Written task - Exactly reproduce each record listed below.

━━━

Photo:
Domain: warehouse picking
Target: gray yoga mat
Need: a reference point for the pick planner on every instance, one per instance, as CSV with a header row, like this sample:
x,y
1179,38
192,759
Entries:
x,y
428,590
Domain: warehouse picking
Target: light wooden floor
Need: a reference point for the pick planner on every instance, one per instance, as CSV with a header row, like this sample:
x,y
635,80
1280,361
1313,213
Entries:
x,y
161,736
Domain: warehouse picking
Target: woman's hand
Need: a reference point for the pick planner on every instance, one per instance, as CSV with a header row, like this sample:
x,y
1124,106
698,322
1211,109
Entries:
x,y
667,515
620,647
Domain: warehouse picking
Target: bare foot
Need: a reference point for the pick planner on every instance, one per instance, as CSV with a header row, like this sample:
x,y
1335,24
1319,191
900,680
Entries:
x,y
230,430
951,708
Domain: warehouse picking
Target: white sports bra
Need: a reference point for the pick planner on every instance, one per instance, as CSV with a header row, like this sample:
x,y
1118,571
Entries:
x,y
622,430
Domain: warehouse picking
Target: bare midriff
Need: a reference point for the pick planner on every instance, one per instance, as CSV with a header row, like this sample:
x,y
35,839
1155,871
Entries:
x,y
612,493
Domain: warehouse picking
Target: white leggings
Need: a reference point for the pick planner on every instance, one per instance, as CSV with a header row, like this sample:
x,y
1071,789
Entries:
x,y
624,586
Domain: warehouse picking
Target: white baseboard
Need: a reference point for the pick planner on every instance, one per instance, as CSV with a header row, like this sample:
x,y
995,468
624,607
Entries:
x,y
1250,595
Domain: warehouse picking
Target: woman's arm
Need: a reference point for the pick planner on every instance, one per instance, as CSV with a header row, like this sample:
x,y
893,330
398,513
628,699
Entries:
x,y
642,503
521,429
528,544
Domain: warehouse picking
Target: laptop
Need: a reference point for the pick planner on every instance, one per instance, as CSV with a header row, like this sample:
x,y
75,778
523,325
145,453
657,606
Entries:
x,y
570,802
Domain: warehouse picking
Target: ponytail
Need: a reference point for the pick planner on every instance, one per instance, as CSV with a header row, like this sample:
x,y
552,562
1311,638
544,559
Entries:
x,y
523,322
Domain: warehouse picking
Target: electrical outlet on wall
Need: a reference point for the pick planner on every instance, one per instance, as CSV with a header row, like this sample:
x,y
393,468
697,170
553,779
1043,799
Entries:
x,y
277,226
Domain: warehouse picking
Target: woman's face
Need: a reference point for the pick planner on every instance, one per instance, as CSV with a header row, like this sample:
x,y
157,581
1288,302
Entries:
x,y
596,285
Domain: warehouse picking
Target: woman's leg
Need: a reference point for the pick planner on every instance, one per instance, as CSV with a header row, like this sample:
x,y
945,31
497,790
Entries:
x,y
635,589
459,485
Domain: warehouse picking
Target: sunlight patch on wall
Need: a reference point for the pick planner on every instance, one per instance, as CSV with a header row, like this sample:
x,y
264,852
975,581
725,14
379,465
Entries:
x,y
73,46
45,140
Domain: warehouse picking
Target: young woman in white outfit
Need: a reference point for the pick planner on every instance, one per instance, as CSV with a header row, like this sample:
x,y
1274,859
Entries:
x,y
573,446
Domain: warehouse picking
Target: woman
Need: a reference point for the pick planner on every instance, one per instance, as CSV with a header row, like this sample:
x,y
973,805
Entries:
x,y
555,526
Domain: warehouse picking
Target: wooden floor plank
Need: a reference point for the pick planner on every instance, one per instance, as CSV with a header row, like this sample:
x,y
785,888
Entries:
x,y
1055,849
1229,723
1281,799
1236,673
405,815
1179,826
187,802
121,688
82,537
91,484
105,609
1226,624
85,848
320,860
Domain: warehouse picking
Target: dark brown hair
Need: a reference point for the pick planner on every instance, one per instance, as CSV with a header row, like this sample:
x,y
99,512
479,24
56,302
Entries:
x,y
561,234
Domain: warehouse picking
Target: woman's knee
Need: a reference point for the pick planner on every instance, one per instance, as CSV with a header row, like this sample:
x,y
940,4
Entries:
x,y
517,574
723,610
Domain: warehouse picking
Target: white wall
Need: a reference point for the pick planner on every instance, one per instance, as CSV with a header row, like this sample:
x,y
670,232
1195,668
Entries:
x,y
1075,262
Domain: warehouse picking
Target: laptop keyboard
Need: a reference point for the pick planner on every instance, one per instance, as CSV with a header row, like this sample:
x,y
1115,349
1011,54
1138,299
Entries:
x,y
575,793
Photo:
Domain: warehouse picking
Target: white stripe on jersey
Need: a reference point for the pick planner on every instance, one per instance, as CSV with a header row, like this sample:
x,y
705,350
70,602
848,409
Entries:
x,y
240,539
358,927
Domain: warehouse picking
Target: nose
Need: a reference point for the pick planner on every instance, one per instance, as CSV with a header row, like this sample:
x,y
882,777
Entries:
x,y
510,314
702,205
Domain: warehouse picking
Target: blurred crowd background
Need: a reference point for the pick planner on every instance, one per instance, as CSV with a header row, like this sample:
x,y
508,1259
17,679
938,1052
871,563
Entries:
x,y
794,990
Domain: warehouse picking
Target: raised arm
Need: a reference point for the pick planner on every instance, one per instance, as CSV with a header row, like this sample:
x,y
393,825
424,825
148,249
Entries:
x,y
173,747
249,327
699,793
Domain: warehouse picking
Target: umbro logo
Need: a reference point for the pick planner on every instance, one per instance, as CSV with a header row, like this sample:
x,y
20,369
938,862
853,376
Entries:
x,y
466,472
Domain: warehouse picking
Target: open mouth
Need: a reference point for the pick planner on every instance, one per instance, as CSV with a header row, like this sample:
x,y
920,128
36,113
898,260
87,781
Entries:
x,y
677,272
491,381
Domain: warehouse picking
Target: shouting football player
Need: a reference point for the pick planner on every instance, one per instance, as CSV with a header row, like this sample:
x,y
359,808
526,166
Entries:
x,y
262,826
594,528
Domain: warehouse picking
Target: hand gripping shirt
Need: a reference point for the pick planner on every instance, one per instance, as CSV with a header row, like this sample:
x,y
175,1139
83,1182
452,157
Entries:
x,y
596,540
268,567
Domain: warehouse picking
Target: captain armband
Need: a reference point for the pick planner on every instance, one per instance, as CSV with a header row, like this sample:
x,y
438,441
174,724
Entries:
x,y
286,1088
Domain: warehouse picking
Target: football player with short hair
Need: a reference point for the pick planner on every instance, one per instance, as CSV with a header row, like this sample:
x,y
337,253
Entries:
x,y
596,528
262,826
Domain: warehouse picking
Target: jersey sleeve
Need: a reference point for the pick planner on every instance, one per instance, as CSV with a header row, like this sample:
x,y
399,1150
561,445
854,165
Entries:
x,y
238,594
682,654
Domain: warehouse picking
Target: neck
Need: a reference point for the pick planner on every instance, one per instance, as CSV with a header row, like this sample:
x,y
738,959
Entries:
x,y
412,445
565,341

━━━

Worked solution -
Photo:
Domain: warehouse picking
Target: gray yoga mat
Need: a reference point for the pick planner on every instance, one per instance, as CSV with a header row, like this sample:
x,y
1179,38
192,759
Entries:
x,y
428,590
Domain: warehouse picking
Target: light wooden floor
Need: a reference point for the pick planner on every instance, one per instance, as CSV with a header row, like this sample:
x,y
635,80
1280,361
1313,213
Entries:
x,y
161,736
Domain: warehouse picking
Target: woman's hand
Need: a reference point for the pick planner on every instance, one per instance, as CSV with a header row, like this sample:
x,y
1124,106
698,322
1211,109
Entries:
x,y
667,515
620,647
Domain: warehouse picking
Target: bare foot
Need: a reference point for the pick planner on every instance, one per instance, as CSV with a header row, like this sample:
x,y
1335,24
1319,191
900,680
Entries:
x,y
230,430
951,708
Domain: warehouse picking
Target: white sports bra
Need: a reference point for the pick planner on every instance, one per instance, as CSV with a header row, like this sample:
x,y
1118,571
Entries:
x,y
622,430
Domain: warehouse picking
Target: bare midriff
Need: a reference point for the pick planner on every instance, one per instance, as CSV with a header row, like this sample:
x,y
35,839
1155,871
Entries:
x,y
612,493
Domain: warehouse picking
Target: white leggings
Need: a reference point for the pick planner on every instance, one per instance, as CSV with a header row, like this sample:
x,y
1071,789
Entries:
x,y
624,586
Domain: warehouse picking
Target: white baseboard
Need: a reference point for the pick planner on every instance, one per instance, as CSV with a header row, like this sample:
x,y
995,468
624,607
Entries:
x,y
1250,595
Domain: warehouse picking
Target: woman's arm
Need: a reference point for the pick planner on every instance, one per instance, as CSV with a header row, like this sample:
x,y
893,330
398,513
628,699
Entries:
x,y
642,503
521,429
528,544
Domain: warehouse picking
Target: laptop
Need: a reference point for the pick planner on every instance, one per instance, as CSV with a header row, like this sample:
x,y
75,778
523,325
145,453
657,606
Entries:
x,y
570,802
Domain: warehouse picking
Target: ponytail
Need: a reference point for the pick planner on every instance, one per instance, as CSV with a header row, like this sample:
x,y
552,562
1311,638
544,559
Entries:
x,y
523,322
Domain: warehouse picking
Target: electrical outlet on wall
Need: a reference point for the pick planner on every instance, one per instance, as CSV with a header row, like this sample:
x,y
393,468
697,170
553,779
1043,799
Entries:
x,y
277,226
Domain: warehouse picking
Target: woman's face
Need: a reference point for the pick planner on every instance, one per instance, as CSV with a header row, like this sample:
x,y
157,581
1288,302
Entries:
x,y
596,285
Domain: warehouse picking
Target: woman's leg
Need: a reference point for the pick planner on every instance, one per instance, as CSV with a header row, like this sample:
x,y
945,31
497,790
Entries:
x,y
635,589
459,485
Domain: warehouse picking
Target: sunlight patch on wall
Need: a reference point for the pick planner on every instance, one per instance, as CSV with a header row, like this sample:
x,y
264,852
975,581
725,14
379,465
Entries:
x,y
73,46
45,140
Domain: warehouse picking
Target: young woman in white outfit
Need: a reference point for the pick planner on every instance, one per instance, as CSV with a header row, like this sample:
x,y
1274,859
Entries:
x,y
573,446
Domain: warehouse picking
Target: woman
Need: a reference point for the pick planner on every instance, one per instance, as CSV with a header row, like this sample:
x,y
973,805
Entries:
x,y
555,526
Domain: warehouse picking
Target: wooden floor plank
Need: a reference point for the pick planner on every instance, one per instance, as CSV with a header row, like this sample:
x,y
785,888
Entries:
x,y
1055,849
1229,723
1281,799
1236,673
405,815
1179,826
187,802
121,688
82,537
91,484
105,609
1226,624
85,848
320,860
Domain: warehouse picking
Target: dark brown hair
Need: a reference point for the pick planner on every instance, one per instance, as CSV with a header row, like this sample:
x,y
99,512
479,24
56,302
Entries:
x,y
561,234
Domain: warehouse picking
Target: woman's knee
Need: a reference point for the pick planner on every instance, one per instance, as CSV with a header row, like this sample:
x,y
940,4
Entries:
x,y
517,574
723,610
Domain: warehouse picking
Target: white wall
Need: a reference point for the pick planner on every instance, one per instance, as CSV with a header row, like this sample:
x,y
670,232
1195,668
Entries:
x,y
1075,262
Domain: warehouse picking
Target: laptop keyboard
Need: a reference point for the pick planner on every instance, one per instance, as CSV with a header row, like this sample:
x,y
1115,349
1011,54
1138,299
Entries:
x,y
575,793
Photo:
Domain: warehouse picking
Target: white stripe on jersey
Need: a reference point for the pick planner on every instance, one per instance, as CSV with a header row, like this sample:
x,y
705,350
70,602
848,409
Entries:
x,y
240,539
358,927
Domain: warehouse picking
Target: nose
Need: a reference point for the pick planner on every instance, one per instance, as CSV with a header row, like this sample:
x,y
882,777
Entries:
x,y
510,314
702,205
Domain: warehouse picking
Target: blurred crowd background
Need: a reference point for the pick planner on every instance, one per instance, as CSV with a header row, like this sample:
x,y
508,1259
17,679
938,1052
871,563
Entries:
x,y
794,990
Domain: warehouse picking
Target: raised arm
Need: a reference point for the pick planner on every instance, one per instance, as CSV with a header row, like this sample:
x,y
393,825
424,825
148,249
Entries:
x,y
173,747
249,327
699,793
Domain: warehouse picking
Target: umbro logo
Need: a reference point for the pick planner on every instance, one per instance, as CSV with a header row, like this sample:
x,y
20,369
938,862
853,376
Entries:
x,y
466,472
Domain: warehouse picking
Target: open mouth
Need: a reference point for the pick planner on every instance, one per instance, as CSV with a header row, like this sample:
x,y
920,128
36,113
898,260
87,781
Entries:
x,y
677,272
491,381
Domain: warehouse picking
Target: shouting football player
Need: a reference point for the pick planner on every instance, one per instance, as CSV with a header row, like this sample:
x,y
359,808
526,166
Entries:
x,y
262,826
594,528
Domain: warehouse picking
Target: hand gripping shirt
Need: a reference point for the pick planner on every instance, one per instance, as CSV with a header row, like this sample:
x,y
175,1139
83,1182
452,157
Entries:
x,y
596,540
268,567
Domain: warehouse picking
Target: captain armband
Need: a reference point for the pick planner on every instance, one per instance, as CSV with a header row, like this sample:
x,y
438,441
174,724
Entries:
x,y
286,1088
Domain: warehouse picking
Target: football player with short hair
Need: a reference point for the pick planner on every instance, one per instance, as CSV with a header row, like this sample:
x,y
337,253
Entries:
x,y
596,528
262,826
Domain: warehouse picking
Target: jersey sleeve
Need: a reference point for the pick planner on every instance, one per instance, as CSV with a header row, like this sample:
x,y
399,1150
561,445
854,165
Entries:
x,y
238,594
682,654
Domain: warehouse picking
Target: neck
Need: a reference point for the pick planner on every instance, one per instance, as CSV with a header row, like this sample:
x,y
738,959
Entries:
x,y
412,445
565,341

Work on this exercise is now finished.